Exercise text:
-=-=-
Service design for the hospital hospitality of the Universitair Medisch Centrum Utrecht

What was the problem?

The Universitair Medisch Centrum (University Medical Center) of Utrecht wants to improve its services and hospitality for its patients. Except the medical treatment itself, also the environment and the experiences of visitors of the hospital itself have an influence on the effectivity of the healing process. That’s one of the reasons why the hospital is searching for improvements in hospitality towards its patients. The UMC Utrecht commissioned design office “Scope” to research where and how improvements can be realized.

What did they do?

Quantitative models of the hospital are used as the basis of this project. The UMC works both with patient profiles and uses the Motivation Mentality model for its healthcare services. Besides this, also statistical data about the patient’s motivation of the visit are available. These three resources are being combined in one complete model. The knowledge about the patients in this project has expanded and broadened using the results of the qualitative study done by the designers.

First of all, the designers observed the patients and other visitors at the entrance of the hospital. What activities and functionalities are important? What are visitors doing at the entrance? How many are they? The designers hereby also mapped and documented with photographs the walking routes from the entrance to the place of destination in the hospital.

Furthermore, interested in the experiences of the complete hospital journey, the project did not only interview some patients at the entrance, yet the designers also followed some patients intensely during their stay. For this latter, ‘context mapping’ was chosen as a suited method. The idea behind context mapping research is that everyone is an expert of his or her own experience. Subjects are being invited to document and share their experiences from the moment of preparation at home, the travel to the hospital, finding their way once there and getting back home again. For this, they are for example supplied with notebooks and storyboards.

All these results are used to inform and inspire design teams. In this project, the designers were mainly interested in the perception of stress by patients visiting the hospital. In addition, also physiologic research was performed to measure the stress levels of patients (with a heart rate monitor and accelerometer) and the influence of the surroundings upon that. It was a deliberate choice to spice up the qualitative research with some more quantitative data. These data were connected to the walking routes map, that was generated earlier in the research. One of the surprises from this research was that patient’s stress levels are rising, even if they seem to be sitting calmly in the waiting rooms.

Based on this research, four personas were developed which will each tell the stories of the patients: the docile patient, the independent patient, the pragmatic patient and the critical thinking patient. Each of these types of patients should be handled and received in a different way by the hospital. All four however are keen on keeping a sense of control, a clear structure and being dealt with as a full person. Finally, these personas were used as the basis for a personal customer journey.

What was the result?

The result of this project was a visualisation of customer journeys throughout the whole UMC. The insights in the diversity of patients are thereby translated to guidelines for the renewal of services for patients and hospital visitors.

Meanwhile the UMC Utrecht is working on including some suggestions into practical changes of the hospitality policy, like formulated during the project. For example, a new concept was developed to receive patients and visitors at the entrance: with an expressive translation of possible options on a storyboard, and the designing of tangible products as a service support. The developed ideas all originate in the findings from the qualitative patient research. Some of the people are afraid to go up to the reception. A hostess can be a good solution for those people. Also, by creating a larger diversity in information channels, a closer connection to the needs of different groups of patients is made.
-=-=-
Given information:
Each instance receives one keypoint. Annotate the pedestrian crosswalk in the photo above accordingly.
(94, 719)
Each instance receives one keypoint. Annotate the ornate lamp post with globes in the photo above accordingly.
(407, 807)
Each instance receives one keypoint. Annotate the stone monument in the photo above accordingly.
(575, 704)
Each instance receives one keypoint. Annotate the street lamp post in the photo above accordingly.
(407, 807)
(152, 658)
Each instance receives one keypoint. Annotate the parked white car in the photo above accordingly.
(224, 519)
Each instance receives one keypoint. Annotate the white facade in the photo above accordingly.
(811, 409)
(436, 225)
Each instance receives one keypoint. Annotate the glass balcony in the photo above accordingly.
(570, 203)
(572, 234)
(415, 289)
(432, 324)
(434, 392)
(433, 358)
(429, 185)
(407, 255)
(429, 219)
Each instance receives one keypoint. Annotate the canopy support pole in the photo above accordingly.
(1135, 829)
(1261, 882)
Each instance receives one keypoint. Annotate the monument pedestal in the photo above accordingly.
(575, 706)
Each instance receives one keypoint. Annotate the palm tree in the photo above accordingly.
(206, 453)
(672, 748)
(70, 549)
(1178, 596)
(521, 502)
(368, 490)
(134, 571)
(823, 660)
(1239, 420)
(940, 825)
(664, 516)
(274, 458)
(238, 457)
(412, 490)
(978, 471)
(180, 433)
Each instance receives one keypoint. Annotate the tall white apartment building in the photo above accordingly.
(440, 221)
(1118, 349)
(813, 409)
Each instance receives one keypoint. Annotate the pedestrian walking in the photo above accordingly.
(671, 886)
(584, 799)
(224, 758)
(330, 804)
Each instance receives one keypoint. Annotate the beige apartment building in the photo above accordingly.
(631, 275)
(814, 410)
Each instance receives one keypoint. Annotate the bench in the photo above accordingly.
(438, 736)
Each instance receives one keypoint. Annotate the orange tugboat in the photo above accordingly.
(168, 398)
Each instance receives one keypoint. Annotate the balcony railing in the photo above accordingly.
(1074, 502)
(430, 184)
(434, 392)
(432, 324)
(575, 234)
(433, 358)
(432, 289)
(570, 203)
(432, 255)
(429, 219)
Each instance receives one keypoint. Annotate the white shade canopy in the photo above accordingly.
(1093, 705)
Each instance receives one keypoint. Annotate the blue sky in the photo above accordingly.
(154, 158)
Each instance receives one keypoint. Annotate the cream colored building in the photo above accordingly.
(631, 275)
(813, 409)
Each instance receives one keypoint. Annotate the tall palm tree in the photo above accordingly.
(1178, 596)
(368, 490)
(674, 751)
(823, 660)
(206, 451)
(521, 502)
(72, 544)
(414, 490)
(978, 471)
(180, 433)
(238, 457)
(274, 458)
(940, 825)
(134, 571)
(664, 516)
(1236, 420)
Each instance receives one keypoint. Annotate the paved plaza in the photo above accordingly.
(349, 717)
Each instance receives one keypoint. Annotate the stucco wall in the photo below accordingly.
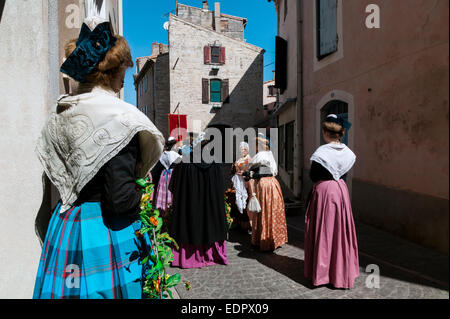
(243, 68)
(24, 87)
(397, 80)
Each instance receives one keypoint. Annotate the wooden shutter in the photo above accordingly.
(327, 38)
(222, 55)
(205, 91)
(280, 64)
(225, 91)
(207, 54)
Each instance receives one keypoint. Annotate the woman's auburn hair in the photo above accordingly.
(334, 130)
(105, 71)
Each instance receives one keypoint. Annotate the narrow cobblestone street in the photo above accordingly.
(407, 271)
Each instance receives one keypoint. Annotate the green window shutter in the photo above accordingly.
(280, 64)
(205, 91)
(225, 90)
(327, 37)
(216, 91)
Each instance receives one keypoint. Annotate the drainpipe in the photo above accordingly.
(300, 95)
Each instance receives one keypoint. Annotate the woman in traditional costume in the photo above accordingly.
(269, 229)
(92, 149)
(168, 160)
(239, 211)
(331, 249)
(198, 221)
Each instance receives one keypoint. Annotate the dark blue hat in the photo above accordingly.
(92, 47)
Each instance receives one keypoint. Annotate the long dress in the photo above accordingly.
(92, 149)
(331, 248)
(198, 223)
(91, 250)
(269, 227)
(163, 196)
(238, 208)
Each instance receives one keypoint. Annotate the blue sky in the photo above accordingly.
(144, 19)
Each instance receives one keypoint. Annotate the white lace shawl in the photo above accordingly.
(76, 143)
(168, 158)
(338, 159)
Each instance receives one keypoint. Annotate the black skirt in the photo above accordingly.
(198, 206)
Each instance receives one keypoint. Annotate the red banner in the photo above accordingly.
(178, 126)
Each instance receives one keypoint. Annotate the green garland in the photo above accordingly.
(157, 281)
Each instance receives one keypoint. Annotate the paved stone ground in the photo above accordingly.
(407, 271)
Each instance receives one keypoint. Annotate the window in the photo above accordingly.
(272, 90)
(281, 144)
(214, 54)
(290, 146)
(215, 93)
(281, 64)
(285, 8)
(327, 37)
(224, 25)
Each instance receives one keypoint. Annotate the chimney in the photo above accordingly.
(155, 48)
(218, 28)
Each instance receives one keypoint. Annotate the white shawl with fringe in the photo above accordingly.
(338, 159)
(76, 143)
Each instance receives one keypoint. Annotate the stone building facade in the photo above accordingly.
(152, 86)
(391, 82)
(288, 109)
(215, 77)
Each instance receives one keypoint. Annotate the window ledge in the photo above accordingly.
(216, 105)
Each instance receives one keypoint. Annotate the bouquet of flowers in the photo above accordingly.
(229, 200)
(157, 281)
-=-=-
Instructions:
A. According to the service design text, which devices were used to measure patients' stress levels?
B. In the service design text, copy out word for word the part that opens with "What was the problem?" and closes with "can be realized.".

Solution set:
A. A heart rate monitor and an accelerometer.

B.
What was the problem?

The Universitair Medisch Centrum (University Medical Center) of Utrecht wants to improve its services and hospitality for its patients. Except the medical treatment itself, also the environment and the experiences of visitors of the hospital itself have an influence on the effectivity of the healing process. That’s one of the reasons why the hospital is searching for improvements in hospitality towards its patients. The UMC Utrecht commissioned design office “Scope” to research where and how improvements can be realized.